Ce coût ne sera pas à la charge des départements qui verront en plus de financements nouveaux, les 500 millions d’euros du fonds de mobilisation départemental pour l’insertion reconduits, cher Jean ARTHUIS, dans le projet de loi de finances. Cette réforme, je la ferai loyalement avec les conseils généraux car vous serez au cœur de sa réussite. Et, je demande aux conseils généraux de vérifier l’honnêteté et la loyauté de ceux qui auront le RSA. Ce que j’ai demandé, cher Pierre MEHAIGNERIE pour les chômeurs -que l’on supprime tout ou partie des allocations lorsque l’on refuse deux offres d’emploi valables- ce sera pareil pour le RSA. Il n’y a pas de droit supplémentaire sans devoir. Aujourd’hui, le RMI, on le touche que l’on fasse un effort de formation ou pour trouver un emploi ou que l’on n’en fasse pas. Le RSA -Martin HIRSCH et moi, on est bien d’accord là-dessus on ne le touchera que dans la mesure où l’on fait un effort pour se former et trouver un emploi. Après deux refus d’offres d’emploi ou de formation, je demande que l’on supprime le RSA.
....
**Consigne**
Poursuivez le texte sur le RSA à la suite de sa dernière phrase.
....
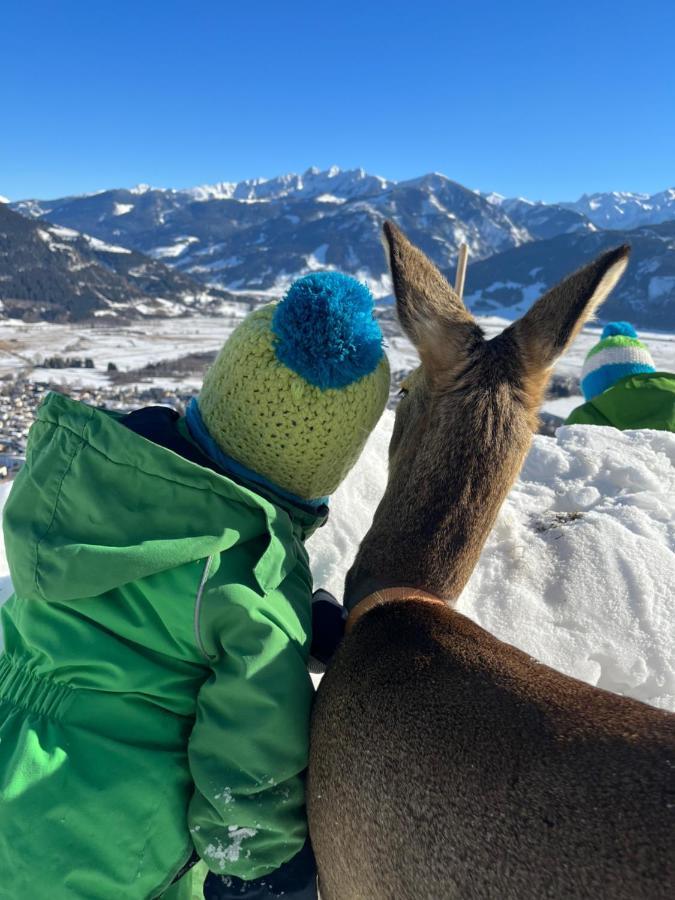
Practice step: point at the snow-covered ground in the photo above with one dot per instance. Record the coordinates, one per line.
(133, 346)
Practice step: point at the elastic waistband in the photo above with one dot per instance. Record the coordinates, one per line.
(35, 693)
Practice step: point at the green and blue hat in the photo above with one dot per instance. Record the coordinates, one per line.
(619, 353)
(299, 385)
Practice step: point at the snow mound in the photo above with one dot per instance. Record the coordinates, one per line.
(579, 571)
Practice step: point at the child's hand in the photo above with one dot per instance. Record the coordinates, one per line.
(328, 627)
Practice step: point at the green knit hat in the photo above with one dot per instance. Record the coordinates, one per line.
(300, 384)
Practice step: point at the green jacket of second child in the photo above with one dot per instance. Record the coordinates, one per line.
(636, 401)
(154, 694)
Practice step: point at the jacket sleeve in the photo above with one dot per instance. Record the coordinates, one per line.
(249, 746)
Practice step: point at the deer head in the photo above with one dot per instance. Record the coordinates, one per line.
(465, 421)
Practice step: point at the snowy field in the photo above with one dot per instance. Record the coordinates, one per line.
(579, 570)
(135, 345)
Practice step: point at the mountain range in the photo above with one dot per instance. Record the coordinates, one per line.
(251, 238)
(54, 273)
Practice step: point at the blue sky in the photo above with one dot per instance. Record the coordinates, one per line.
(545, 100)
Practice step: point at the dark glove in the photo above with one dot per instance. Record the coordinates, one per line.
(328, 628)
(295, 880)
....
**Réponse attendue**
Vous voyez bien la logique de tout cela. Nous, on va aider ceux qui veulent s’en sortir. Ceux qui ne veulent pas s’en sortir, personne ne peut les aider. Je ne parle naturellement pas des malades, des gens ayant un handicap très fort... Bref, il peut y avoir des problèmes dans la vie. Mais, je ne veux plus d’aide sociale automatique. Il faut la mériter. Chacun a droit à une chance. Mais chacun, en fonction de ses moyens, doit accepter une formation ou un emploi qui lui correspondent. Je ne parle pas simplement de l’emploi marchand, je parle des contrats aidés, je parle du temps partiel, je parle de la formation qualifiante. Personne ne doit rester chez lui s’il a les moyens d’aller prendre une formation ou un emploi. C’est donnant-donnant, gagnant-gagnant ! Aujourd’hui le RMI, vous le touchez depuis des années, on ne vous demande rien. On vous demande simplement de vous taire, je n’accepte pas cette conception de l’humanité.

L’Etat prendra ses responsabilités. Ce ne sont pas les déficits qui financeront la réforme. Moi, vous savez, les déficits j’en ai trouvé. Je suis Président de la République depuis 15 mois : on ne peut pas dire que les déficits que j’ai trouvé c’est uniquement de ma faute quand même ! Je veux bien prendre la responsabilité de tout le monde. Mais enfin chacun voit bien la situation.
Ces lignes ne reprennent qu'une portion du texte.